** Start of Records for the task **

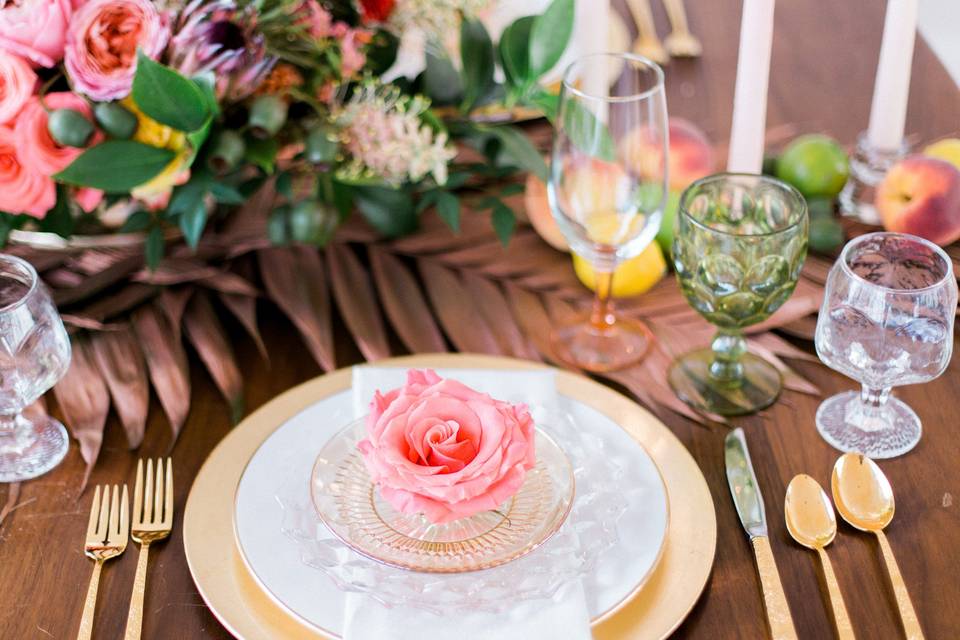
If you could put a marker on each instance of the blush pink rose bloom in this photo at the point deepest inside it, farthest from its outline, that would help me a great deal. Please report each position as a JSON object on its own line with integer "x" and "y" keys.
{"x": 17, "y": 83}
{"x": 35, "y": 29}
{"x": 24, "y": 189}
{"x": 35, "y": 145}
{"x": 439, "y": 448}
{"x": 102, "y": 42}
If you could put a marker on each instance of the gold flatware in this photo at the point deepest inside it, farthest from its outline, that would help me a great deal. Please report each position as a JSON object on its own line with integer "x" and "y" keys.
{"x": 680, "y": 43}
{"x": 152, "y": 521}
{"x": 107, "y": 532}
{"x": 647, "y": 43}
{"x": 749, "y": 504}
{"x": 811, "y": 522}
{"x": 864, "y": 499}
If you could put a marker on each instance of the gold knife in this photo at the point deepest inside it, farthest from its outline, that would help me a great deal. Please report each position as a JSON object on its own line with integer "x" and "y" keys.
{"x": 749, "y": 504}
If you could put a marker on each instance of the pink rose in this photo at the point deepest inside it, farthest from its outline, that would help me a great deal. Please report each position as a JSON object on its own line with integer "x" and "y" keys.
{"x": 101, "y": 51}
{"x": 17, "y": 82}
{"x": 34, "y": 143}
{"x": 440, "y": 448}
{"x": 24, "y": 189}
{"x": 35, "y": 29}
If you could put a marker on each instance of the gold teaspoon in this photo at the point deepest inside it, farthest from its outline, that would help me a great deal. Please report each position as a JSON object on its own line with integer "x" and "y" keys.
{"x": 864, "y": 499}
{"x": 811, "y": 522}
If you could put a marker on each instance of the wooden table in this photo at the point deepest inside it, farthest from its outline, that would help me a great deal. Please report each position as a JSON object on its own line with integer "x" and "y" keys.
{"x": 823, "y": 66}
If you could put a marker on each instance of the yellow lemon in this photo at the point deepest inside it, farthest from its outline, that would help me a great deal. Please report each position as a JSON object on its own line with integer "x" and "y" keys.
{"x": 947, "y": 149}
{"x": 633, "y": 277}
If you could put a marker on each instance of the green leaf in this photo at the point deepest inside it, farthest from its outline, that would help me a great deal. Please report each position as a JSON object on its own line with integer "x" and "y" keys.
{"x": 136, "y": 221}
{"x": 441, "y": 81}
{"x": 520, "y": 150}
{"x": 586, "y": 132}
{"x": 116, "y": 166}
{"x": 549, "y": 36}
{"x": 503, "y": 222}
{"x": 390, "y": 211}
{"x": 168, "y": 97}
{"x": 448, "y": 207}
{"x": 153, "y": 249}
{"x": 514, "y": 49}
{"x": 476, "y": 51}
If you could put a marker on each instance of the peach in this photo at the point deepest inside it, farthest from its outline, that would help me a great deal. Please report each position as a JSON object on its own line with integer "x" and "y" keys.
{"x": 691, "y": 154}
{"x": 921, "y": 195}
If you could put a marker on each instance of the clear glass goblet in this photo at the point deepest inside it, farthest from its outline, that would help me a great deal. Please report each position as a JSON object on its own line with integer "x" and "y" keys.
{"x": 607, "y": 186}
{"x": 886, "y": 321}
{"x": 34, "y": 355}
{"x": 740, "y": 243}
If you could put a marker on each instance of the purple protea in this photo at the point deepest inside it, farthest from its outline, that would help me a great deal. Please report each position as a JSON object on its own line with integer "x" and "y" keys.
{"x": 221, "y": 37}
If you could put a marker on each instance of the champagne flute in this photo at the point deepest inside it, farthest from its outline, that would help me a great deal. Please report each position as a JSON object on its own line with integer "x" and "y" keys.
{"x": 608, "y": 180}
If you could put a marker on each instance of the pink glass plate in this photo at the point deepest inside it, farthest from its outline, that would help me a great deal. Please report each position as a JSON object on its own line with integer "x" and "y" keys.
{"x": 351, "y": 507}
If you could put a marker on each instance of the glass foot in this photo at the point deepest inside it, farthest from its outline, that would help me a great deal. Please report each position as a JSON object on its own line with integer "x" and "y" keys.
{"x": 588, "y": 347}
{"x": 689, "y": 375}
{"x": 887, "y": 431}
{"x": 31, "y": 448}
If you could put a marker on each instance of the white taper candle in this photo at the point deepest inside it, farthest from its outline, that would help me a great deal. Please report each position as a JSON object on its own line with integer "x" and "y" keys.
{"x": 750, "y": 98}
{"x": 888, "y": 113}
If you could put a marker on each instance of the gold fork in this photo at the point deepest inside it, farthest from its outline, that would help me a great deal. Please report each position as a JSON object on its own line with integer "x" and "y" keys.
{"x": 107, "y": 534}
{"x": 152, "y": 521}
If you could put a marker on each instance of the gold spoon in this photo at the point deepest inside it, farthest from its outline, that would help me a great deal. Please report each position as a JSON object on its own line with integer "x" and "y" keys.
{"x": 811, "y": 522}
{"x": 865, "y": 500}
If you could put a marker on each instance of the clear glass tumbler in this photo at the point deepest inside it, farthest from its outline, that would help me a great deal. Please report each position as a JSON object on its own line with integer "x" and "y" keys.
{"x": 607, "y": 187}
{"x": 34, "y": 355}
{"x": 886, "y": 321}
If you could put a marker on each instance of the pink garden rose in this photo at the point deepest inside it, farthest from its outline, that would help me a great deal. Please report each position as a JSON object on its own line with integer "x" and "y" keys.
{"x": 24, "y": 189}
{"x": 35, "y": 145}
{"x": 101, "y": 51}
{"x": 17, "y": 82}
{"x": 35, "y": 29}
{"x": 440, "y": 448}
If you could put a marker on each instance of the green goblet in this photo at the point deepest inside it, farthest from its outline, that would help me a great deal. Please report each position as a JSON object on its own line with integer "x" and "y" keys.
{"x": 740, "y": 243}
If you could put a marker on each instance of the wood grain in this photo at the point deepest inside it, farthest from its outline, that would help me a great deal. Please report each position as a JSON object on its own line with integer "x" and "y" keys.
{"x": 823, "y": 65}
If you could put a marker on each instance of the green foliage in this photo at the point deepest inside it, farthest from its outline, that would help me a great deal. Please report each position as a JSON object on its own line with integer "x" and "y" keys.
{"x": 168, "y": 97}
{"x": 116, "y": 166}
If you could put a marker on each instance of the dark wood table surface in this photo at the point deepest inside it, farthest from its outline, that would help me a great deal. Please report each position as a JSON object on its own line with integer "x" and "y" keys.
{"x": 822, "y": 73}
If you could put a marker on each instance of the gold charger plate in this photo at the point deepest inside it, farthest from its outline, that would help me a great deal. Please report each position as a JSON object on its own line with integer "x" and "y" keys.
{"x": 656, "y": 609}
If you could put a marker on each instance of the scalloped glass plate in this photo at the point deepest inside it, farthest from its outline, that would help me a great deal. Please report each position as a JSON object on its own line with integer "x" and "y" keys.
{"x": 349, "y": 504}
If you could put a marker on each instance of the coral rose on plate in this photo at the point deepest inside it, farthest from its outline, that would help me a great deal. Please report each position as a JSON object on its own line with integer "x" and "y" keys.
{"x": 102, "y": 43}
{"x": 437, "y": 447}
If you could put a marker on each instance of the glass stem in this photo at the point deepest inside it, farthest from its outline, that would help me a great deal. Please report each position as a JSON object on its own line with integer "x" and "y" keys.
{"x": 728, "y": 346}
{"x": 602, "y": 317}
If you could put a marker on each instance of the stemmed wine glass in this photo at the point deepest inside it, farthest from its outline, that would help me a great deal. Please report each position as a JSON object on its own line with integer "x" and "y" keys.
{"x": 608, "y": 180}
{"x": 887, "y": 320}
{"x": 34, "y": 355}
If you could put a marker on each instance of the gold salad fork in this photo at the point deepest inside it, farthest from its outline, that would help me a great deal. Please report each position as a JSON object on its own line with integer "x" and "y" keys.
{"x": 152, "y": 521}
{"x": 107, "y": 534}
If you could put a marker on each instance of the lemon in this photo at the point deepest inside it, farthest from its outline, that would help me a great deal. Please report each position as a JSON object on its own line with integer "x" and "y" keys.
{"x": 633, "y": 277}
{"x": 947, "y": 149}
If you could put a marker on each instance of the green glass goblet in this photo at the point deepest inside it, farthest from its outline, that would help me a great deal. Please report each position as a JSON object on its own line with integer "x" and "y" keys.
{"x": 739, "y": 245}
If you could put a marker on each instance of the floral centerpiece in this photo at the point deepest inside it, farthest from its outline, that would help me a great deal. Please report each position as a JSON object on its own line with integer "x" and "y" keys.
{"x": 145, "y": 116}
{"x": 437, "y": 447}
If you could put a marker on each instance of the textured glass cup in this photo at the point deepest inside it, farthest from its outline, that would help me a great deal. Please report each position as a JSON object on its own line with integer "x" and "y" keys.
{"x": 608, "y": 180}
{"x": 34, "y": 355}
{"x": 739, "y": 245}
{"x": 887, "y": 320}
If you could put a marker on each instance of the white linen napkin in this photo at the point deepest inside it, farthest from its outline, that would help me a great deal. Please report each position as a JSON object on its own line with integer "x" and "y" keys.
{"x": 563, "y": 616}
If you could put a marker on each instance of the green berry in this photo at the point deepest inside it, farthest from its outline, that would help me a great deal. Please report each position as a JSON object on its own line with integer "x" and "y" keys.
{"x": 118, "y": 121}
{"x": 69, "y": 127}
{"x": 267, "y": 116}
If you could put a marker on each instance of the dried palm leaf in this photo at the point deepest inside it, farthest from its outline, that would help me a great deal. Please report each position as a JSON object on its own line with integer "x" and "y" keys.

** End of Records for the task **

Repeat exactly, and only, the lines from the line with "the green berry" through the end of the listing above, both ends included.

Correct answer
If you could put a marker on each instance of the green berry in this photo at the point deepest inside it, farthest from its outline, that would help me a great deal. Please report each position as a JSON object on its own line with integer "x" and "y" keys.
{"x": 118, "y": 121}
{"x": 69, "y": 127}
{"x": 267, "y": 116}
If you could put a marker on each instance of the dried palm leaf in this photo at the point deepest inside it, farthest from its outline, that would help me a great deal. Please report each position as a JSON object on its own line with integer "x" and "y" keys.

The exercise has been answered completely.